» **Aim of the task**: Lines with "tree": please show every one of them from the listing below.

___ Provided entries ___

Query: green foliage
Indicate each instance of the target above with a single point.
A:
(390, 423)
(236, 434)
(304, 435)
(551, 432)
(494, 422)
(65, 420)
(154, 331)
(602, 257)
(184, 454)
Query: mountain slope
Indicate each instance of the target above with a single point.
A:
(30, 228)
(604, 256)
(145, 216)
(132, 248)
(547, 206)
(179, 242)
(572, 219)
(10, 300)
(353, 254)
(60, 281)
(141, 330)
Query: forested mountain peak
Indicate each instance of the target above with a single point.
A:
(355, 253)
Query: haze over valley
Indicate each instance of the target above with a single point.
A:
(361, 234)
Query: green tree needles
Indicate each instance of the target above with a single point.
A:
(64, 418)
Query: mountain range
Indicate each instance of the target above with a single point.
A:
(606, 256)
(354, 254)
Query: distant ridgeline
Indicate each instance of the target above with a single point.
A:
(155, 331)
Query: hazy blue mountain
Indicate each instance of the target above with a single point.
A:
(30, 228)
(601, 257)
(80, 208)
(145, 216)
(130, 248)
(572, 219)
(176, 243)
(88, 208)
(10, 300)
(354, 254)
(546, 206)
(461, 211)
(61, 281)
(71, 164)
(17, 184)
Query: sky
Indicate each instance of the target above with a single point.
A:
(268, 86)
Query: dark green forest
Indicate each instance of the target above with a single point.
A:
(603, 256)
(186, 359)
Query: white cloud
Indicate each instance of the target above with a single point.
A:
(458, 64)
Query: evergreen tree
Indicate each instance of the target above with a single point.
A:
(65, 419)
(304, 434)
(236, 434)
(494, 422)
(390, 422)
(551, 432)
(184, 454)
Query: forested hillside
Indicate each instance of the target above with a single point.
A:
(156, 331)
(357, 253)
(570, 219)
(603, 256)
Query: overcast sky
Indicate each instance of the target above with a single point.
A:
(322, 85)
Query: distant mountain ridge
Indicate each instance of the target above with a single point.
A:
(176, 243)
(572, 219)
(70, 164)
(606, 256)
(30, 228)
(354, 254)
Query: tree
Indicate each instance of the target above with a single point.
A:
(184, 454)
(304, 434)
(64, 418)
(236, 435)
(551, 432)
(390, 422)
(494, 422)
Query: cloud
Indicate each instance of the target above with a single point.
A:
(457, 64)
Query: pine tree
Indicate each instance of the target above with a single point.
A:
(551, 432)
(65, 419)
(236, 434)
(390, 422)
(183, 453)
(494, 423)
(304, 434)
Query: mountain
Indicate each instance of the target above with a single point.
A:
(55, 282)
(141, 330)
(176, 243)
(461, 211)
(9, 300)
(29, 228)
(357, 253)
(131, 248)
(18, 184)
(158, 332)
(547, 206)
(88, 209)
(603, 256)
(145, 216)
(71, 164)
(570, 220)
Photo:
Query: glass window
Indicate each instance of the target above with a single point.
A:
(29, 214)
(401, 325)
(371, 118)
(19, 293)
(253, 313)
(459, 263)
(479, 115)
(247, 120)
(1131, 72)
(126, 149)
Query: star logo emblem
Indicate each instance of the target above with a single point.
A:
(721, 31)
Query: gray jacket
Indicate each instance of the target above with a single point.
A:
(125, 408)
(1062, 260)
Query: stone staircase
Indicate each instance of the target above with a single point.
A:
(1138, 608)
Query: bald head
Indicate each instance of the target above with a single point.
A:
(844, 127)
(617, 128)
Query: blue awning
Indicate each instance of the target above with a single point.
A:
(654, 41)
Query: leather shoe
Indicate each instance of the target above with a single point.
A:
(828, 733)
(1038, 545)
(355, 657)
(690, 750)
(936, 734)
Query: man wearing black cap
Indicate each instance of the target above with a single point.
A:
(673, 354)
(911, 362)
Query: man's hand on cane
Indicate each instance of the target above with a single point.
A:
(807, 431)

___

» **The answer**:
Query: green tree needles
Query: evergreen tree
Query: tree
Query: pine tree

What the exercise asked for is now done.